<<<<

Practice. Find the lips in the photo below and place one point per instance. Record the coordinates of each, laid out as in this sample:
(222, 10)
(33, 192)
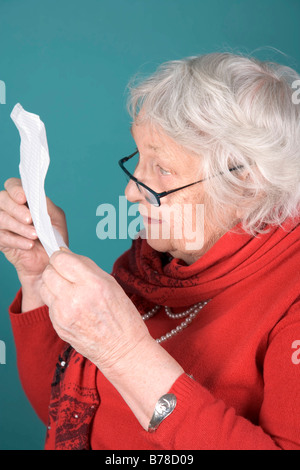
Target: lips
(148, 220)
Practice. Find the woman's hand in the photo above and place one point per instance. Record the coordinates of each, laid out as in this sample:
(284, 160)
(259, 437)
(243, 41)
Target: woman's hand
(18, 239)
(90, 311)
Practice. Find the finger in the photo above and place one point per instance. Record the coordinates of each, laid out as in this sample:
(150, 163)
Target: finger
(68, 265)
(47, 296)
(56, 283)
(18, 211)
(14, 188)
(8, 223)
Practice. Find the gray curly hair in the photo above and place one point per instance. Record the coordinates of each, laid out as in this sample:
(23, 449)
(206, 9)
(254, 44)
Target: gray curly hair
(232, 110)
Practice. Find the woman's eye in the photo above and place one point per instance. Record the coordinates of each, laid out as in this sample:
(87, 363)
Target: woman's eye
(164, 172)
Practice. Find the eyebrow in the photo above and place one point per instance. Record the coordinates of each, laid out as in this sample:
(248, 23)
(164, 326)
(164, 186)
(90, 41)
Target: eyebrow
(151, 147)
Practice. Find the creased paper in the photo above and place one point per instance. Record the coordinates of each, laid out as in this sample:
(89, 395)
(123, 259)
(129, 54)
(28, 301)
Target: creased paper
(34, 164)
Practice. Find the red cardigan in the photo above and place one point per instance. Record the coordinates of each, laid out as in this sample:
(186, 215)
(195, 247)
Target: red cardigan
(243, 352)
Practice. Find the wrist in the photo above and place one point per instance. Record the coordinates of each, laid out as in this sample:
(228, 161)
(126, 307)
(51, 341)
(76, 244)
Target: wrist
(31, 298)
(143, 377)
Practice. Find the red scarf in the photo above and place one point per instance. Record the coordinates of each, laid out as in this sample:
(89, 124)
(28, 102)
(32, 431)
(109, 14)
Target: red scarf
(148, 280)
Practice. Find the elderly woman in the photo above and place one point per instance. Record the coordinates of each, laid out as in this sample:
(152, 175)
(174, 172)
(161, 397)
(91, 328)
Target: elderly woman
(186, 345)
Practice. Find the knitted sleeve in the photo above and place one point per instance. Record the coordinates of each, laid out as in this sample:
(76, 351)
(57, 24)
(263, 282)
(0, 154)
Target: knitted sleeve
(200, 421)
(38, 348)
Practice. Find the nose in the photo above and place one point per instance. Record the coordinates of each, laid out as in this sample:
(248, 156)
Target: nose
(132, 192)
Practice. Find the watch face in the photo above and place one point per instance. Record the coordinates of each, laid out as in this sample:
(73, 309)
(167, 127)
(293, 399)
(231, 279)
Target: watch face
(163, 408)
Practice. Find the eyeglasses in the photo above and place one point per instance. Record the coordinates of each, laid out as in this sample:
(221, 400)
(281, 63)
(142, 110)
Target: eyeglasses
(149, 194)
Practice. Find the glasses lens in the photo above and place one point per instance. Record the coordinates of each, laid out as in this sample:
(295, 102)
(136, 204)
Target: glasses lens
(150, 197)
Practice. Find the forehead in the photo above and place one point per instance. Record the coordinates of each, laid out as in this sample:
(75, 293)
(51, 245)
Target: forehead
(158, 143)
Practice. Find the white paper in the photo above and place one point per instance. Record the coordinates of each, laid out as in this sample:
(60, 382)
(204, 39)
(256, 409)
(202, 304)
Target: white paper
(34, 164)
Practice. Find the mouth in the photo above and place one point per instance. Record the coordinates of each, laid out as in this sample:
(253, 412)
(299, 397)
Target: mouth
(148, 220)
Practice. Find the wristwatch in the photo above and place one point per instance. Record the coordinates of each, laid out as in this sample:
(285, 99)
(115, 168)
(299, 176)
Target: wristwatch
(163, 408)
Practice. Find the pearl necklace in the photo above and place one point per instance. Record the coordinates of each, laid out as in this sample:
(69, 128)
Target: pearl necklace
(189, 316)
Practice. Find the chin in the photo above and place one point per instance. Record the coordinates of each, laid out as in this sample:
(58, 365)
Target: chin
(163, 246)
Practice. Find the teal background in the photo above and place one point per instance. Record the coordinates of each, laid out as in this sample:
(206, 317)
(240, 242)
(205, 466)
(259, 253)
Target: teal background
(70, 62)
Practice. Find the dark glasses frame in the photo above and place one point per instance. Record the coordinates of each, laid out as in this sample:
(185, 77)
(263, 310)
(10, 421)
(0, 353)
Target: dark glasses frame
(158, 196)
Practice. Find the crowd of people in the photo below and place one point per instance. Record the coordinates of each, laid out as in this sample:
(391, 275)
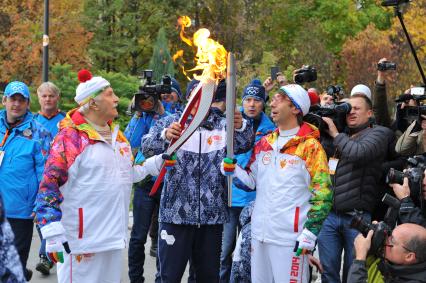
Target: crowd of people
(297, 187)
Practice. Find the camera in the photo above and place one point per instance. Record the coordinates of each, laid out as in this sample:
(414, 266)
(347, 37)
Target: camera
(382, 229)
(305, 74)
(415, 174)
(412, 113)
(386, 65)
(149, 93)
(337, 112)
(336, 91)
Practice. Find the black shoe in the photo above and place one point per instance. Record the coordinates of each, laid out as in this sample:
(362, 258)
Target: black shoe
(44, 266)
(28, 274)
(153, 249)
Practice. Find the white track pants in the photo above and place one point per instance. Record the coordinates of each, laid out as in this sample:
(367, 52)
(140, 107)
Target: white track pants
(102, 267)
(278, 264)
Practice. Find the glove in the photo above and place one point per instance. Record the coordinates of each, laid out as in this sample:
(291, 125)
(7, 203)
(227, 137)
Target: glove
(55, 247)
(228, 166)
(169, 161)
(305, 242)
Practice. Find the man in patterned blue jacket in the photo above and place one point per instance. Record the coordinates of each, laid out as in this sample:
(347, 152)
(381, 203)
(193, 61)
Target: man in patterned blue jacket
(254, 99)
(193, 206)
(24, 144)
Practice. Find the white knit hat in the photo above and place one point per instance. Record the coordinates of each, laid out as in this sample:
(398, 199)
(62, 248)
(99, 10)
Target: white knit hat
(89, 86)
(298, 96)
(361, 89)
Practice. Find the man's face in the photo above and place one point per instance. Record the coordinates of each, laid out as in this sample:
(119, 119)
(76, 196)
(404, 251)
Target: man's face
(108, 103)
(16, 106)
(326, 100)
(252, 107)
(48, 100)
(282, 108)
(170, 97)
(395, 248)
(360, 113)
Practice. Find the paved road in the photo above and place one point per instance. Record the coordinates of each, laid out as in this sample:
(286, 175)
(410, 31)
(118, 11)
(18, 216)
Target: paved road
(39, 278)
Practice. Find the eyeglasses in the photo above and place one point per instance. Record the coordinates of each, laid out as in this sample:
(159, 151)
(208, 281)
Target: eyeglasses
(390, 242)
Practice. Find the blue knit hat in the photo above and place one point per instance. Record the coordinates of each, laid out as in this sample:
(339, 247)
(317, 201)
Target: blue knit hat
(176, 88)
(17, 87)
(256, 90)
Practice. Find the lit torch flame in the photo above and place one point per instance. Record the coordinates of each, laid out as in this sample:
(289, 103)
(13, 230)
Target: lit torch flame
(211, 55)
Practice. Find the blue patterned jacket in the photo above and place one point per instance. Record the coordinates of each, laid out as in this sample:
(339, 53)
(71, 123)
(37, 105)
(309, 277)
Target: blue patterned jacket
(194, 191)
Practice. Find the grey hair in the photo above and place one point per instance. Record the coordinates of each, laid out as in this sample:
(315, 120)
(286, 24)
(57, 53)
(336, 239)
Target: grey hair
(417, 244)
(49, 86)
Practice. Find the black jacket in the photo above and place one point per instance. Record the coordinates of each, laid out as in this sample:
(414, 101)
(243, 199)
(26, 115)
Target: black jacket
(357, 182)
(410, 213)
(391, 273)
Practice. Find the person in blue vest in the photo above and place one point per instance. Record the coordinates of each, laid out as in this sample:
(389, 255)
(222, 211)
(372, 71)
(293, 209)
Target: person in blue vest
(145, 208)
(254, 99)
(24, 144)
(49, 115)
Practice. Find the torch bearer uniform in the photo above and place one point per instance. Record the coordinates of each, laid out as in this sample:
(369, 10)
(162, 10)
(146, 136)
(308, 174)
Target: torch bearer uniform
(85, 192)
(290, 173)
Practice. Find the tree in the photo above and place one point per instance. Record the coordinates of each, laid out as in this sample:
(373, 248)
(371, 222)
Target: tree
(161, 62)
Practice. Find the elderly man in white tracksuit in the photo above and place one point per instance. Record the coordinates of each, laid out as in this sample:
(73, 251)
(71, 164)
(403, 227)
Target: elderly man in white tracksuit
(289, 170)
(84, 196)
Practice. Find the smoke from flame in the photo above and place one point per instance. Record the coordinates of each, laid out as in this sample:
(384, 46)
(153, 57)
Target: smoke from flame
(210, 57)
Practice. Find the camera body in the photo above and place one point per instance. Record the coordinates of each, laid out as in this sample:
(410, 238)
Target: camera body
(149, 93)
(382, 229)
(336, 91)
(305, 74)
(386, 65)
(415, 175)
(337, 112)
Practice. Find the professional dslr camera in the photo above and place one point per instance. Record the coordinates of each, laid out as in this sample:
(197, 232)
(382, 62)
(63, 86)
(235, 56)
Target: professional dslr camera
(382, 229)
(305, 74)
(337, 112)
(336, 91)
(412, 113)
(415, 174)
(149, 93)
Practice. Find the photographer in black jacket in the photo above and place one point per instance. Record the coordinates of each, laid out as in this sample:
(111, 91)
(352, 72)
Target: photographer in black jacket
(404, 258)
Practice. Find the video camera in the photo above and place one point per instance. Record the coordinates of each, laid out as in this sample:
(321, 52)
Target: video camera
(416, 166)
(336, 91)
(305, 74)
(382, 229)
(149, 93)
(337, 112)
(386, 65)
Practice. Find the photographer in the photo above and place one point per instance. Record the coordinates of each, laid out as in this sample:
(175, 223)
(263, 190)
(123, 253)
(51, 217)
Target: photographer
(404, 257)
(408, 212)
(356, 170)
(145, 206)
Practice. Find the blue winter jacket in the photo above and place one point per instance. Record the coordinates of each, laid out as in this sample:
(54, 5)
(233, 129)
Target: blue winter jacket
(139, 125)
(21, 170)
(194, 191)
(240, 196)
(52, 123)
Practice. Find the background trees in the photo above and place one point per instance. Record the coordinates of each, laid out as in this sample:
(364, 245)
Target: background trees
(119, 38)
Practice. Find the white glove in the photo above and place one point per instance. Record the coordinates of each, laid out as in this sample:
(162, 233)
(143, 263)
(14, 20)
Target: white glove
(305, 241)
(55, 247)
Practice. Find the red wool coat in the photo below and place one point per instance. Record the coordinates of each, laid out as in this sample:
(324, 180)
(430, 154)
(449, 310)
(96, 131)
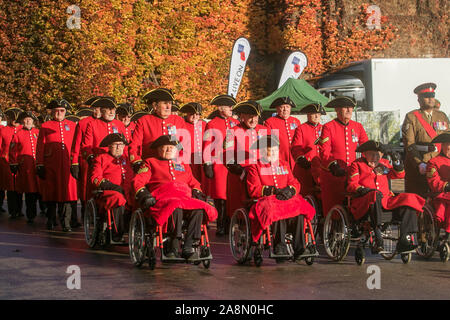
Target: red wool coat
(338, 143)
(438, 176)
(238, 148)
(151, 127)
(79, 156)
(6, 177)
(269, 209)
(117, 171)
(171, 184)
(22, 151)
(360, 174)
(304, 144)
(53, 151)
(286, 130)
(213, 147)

>>>>

### YOUR OBJECTIVE
Using the records above, copy all lines that include the word "below".

### EXERCISE OUTPUT
Practice. Find the lips in the photo below and place one point per instance. Record the coordinates of each, laid out as in this sample:
Practice. Find the crowd of people in the photo below and place one point per instance. Record the coordinates of each, laid out as in this sample:
Practice. Find the red wool coat in the photo below and place one point per instance. Record the coordinates of each, laid out as in this sample:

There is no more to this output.